“Mr. J.C. Hoffmayr, proprietor of the City Roller Mills, is the oldest miller in the West, the present business being established in 1856. This mill is supplied with the most modern machinery  using the full ‘Hungarian process.’ He manufactures the following well-known brands of flour: J.C. Hoffmayr’s Fancy Patent, White Loaf, Busy Bee and Early Riser. Trade mark, Blue Rooster. A cut of the mill appears on this page. It is located corner Washington Avenue, Bryant and North Main Streets.”
Julius C. Hoffmayr’s obituary, The Nonpareil archives, city directories and Ancestry.com provide the highlights of his long and productive life.
Born in Prussia in 1834 to Charles and Emma (Von Treskow) Hoffmayr, he was educated at home until age 10 and attended public schools at Frankfort until the age of 14. He then went to work in the machine shops — first at Landsburg for a year, and at the locomotive works at Borsig — the largest of its kind in the country — at Berlin.
At age 16, he was hired by the Berlin & Stettin Railroad and learned to actually run the locomotives he had learned to build and maintain. After becoming an engineer, he went to work for the government railroad system between Berlin and St. Petersburg, was employed in locating and building the railroad bridges, and surveying and locating the road to Koenigsberg. On completion of the road, at age 17, he was given control of the first engine over the road to Koenigsberg.
“A few days after the appointment, he was given the first train, the inauguration train, with the King of Prussia on board, who opened the road. This was considered a great honor, as he won the place in competition with the older engineers of the road.
“He attended the polytechnic school at Berlin for a time and was then sent by his government to study the English methods of locomotive construction. Later, he was placed in the engineering corps of the royal navy and cruised along the Mediterranean coast subduing pirates on the North African coast and around the Cape of Good Hope to the East Indies. Then he returned home.” (Obituary, The Nonpareil, March 18, 1918)

★ ★ ★ ★ ★ ★ ★

-- Requirements --
1. List every flour brand that the Hoffmayr passage says the City Roller Mills manufactures.
2. Return the Hoffmayr passage word for word, from "At age 16, he" up to and including "over the road to Koenigsberg.".

★ ★ ★ ★ ★ ★ ★

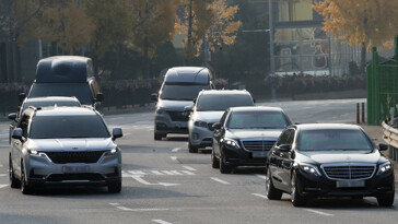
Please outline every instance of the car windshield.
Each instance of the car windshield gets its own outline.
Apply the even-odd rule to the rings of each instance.
[[[282,111],[233,111],[230,129],[284,129],[290,122]]]
[[[28,98],[45,96],[75,96],[83,105],[94,102],[89,83],[34,83]]]
[[[202,90],[210,90],[210,85],[164,84],[161,98],[169,101],[194,101]]]
[[[80,103],[79,102],[75,102],[75,101],[70,101],[70,102],[67,102],[67,101],[60,101],[60,102],[57,102],[57,101],[54,101],[54,102],[27,102],[25,104],[23,104],[23,107],[22,107],[22,111],[24,111],[27,107],[30,106],[34,106],[34,107],[49,107],[49,106],[60,106],[60,107],[65,107],[65,106],[70,106],[70,107],[80,107]]]
[[[230,107],[254,106],[248,94],[203,94],[198,98],[198,111],[225,110]]]
[[[31,139],[109,138],[99,116],[36,116]]]
[[[361,130],[303,130],[298,134],[300,151],[371,151],[372,143]]]

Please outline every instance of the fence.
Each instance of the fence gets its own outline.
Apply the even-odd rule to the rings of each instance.
[[[382,123],[384,141],[389,145],[389,157],[398,162],[398,129]]]
[[[373,48],[372,63],[366,68],[367,123],[379,125],[390,117],[390,110],[397,115],[398,105],[398,36],[395,38],[395,56],[379,62],[376,48]]]

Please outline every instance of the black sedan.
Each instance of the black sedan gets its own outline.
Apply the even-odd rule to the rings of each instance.
[[[265,166],[268,151],[291,121],[278,107],[232,107],[213,125],[212,167]]]
[[[291,194],[293,205],[309,198],[376,197],[394,203],[393,164],[372,139],[353,125],[297,125],[285,129],[269,152],[266,191],[270,200]]]

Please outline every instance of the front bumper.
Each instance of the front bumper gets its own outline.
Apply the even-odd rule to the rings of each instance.
[[[208,148],[213,144],[213,131],[189,123],[189,140],[194,146]]]
[[[327,178],[324,174],[320,177],[307,174],[297,169],[298,192],[302,196],[317,197],[377,197],[381,194],[394,192],[395,180],[394,173],[377,175],[364,180],[365,187],[359,188],[337,188],[337,180]]]
[[[155,114],[155,129],[156,134],[167,133],[188,133],[188,121],[172,120],[168,114]]]
[[[223,148],[225,162],[232,166],[266,166],[267,156],[253,157],[253,152],[241,149]],[[265,151],[268,154],[268,151]]]
[[[96,163],[56,164],[40,154],[24,158],[25,174],[32,186],[107,186],[121,180],[121,153],[105,153]]]

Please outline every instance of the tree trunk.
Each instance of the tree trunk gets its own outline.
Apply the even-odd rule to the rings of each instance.
[[[361,75],[366,75],[366,44],[361,44]]]

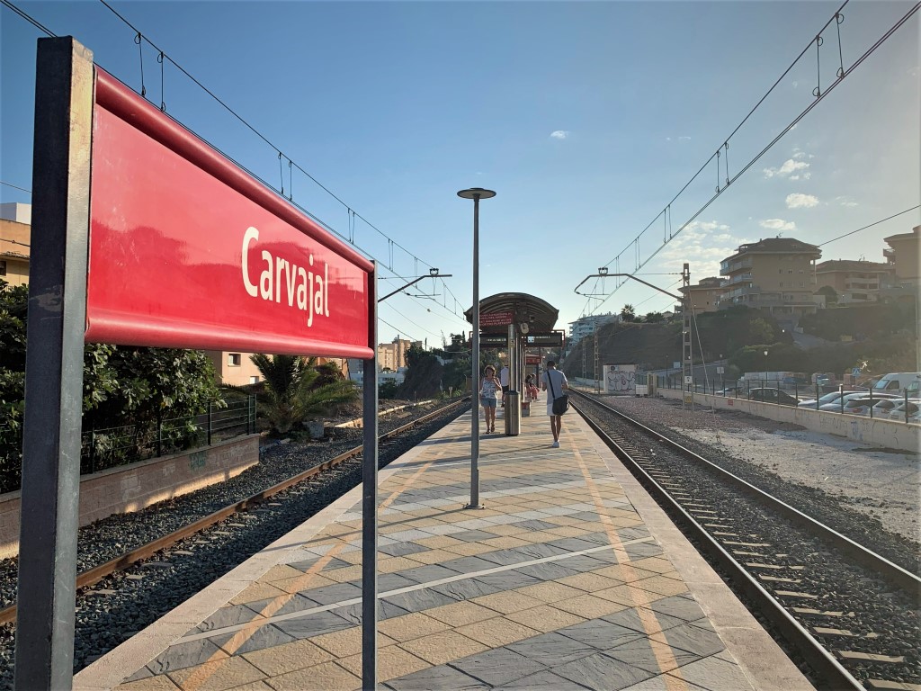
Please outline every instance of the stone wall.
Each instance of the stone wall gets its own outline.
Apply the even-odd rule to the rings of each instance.
[[[113,513],[223,482],[259,463],[259,435],[237,437],[192,451],[161,456],[80,478],[80,526]],[[0,558],[19,549],[19,492],[0,495]]]

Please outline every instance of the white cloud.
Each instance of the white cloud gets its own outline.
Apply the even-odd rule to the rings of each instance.
[[[758,225],[766,228],[768,230],[796,230],[797,224],[793,221],[785,221],[782,218],[766,218],[758,221]]]
[[[800,152],[801,153],[801,152]],[[799,157],[800,154],[794,154],[794,157]],[[805,156],[805,154],[803,154]],[[810,167],[810,164],[802,160],[794,160],[793,158],[787,158],[784,161],[784,164],[780,168],[765,168],[764,177],[765,178],[786,178],[790,176],[792,173],[799,172],[799,176],[801,177],[806,173],[806,169]],[[796,179],[796,178],[795,178]]]
[[[819,197],[813,196],[812,194],[800,194],[799,192],[793,194],[787,195],[787,208],[788,209],[799,209],[799,208],[811,208],[812,206],[819,205]]]

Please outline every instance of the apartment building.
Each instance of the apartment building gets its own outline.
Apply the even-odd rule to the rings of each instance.
[[[875,302],[880,289],[892,285],[892,267],[878,262],[833,259],[815,265],[816,289],[834,289],[839,304]]]
[[[421,343],[416,343],[421,346]],[[390,369],[397,371],[402,367],[406,367],[406,352],[413,346],[412,341],[397,336],[391,343],[378,344],[378,367],[380,369]]]
[[[701,312],[715,312],[719,304],[719,298],[723,294],[723,282],[718,276],[708,276],[702,278],[696,286],[689,286],[685,290],[680,288],[682,294],[689,293],[691,304],[697,314]]]
[[[569,348],[572,348],[586,336],[590,336],[601,325],[616,322],[618,319],[620,319],[618,315],[607,312],[606,314],[589,314],[587,317],[579,317],[575,322],[570,322]]]
[[[29,283],[32,205],[0,204],[0,279],[11,286]]]
[[[883,249],[882,255],[895,272],[896,286],[921,286],[921,226],[915,226],[910,233],[891,235],[883,240],[889,247]]]
[[[723,276],[721,310],[744,305],[763,310],[778,322],[796,324],[816,311],[815,261],[822,251],[793,238],[768,238],[740,245],[719,265]]]

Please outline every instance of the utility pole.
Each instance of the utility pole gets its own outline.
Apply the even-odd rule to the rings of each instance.
[[[682,407],[690,404],[694,410],[694,360],[691,354],[691,269],[687,263],[682,268]],[[690,394],[688,392],[690,391]]]

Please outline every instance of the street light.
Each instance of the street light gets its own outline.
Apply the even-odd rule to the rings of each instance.
[[[479,392],[474,391],[476,382],[480,381],[480,200],[495,197],[495,193],[482,187],[472,187],[469,190],[460,190],[458,196],[461,199],[473,200],[473,337],[471,339],[473,364],[472,378],[470,381],[470,503],[464,508],[482,509],[480,469],[477,467],[480,459],[480,398]]]

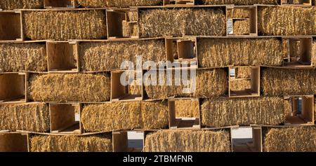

★ ★ ★ ★ ★ ★ ★

-- Responses in order --
1.
J.C. Hoffmayr’s Fancy Patent
White Loaf
Busy Bee
Early Riser

2.
At age 16, he was hired by the Berlin & Stettin Railroad and learned to actually run the locomotives he had learned to build and maintain. After becoming an engineer, he went to work for the government railroad system between Berlin and St. Petersburg, was employed in locating and building the railroad bridges, and surveying and locating the road to Koenigsberg. On completion of the road, at age 17, he was given control of the first engine over the road to Koenigsberg.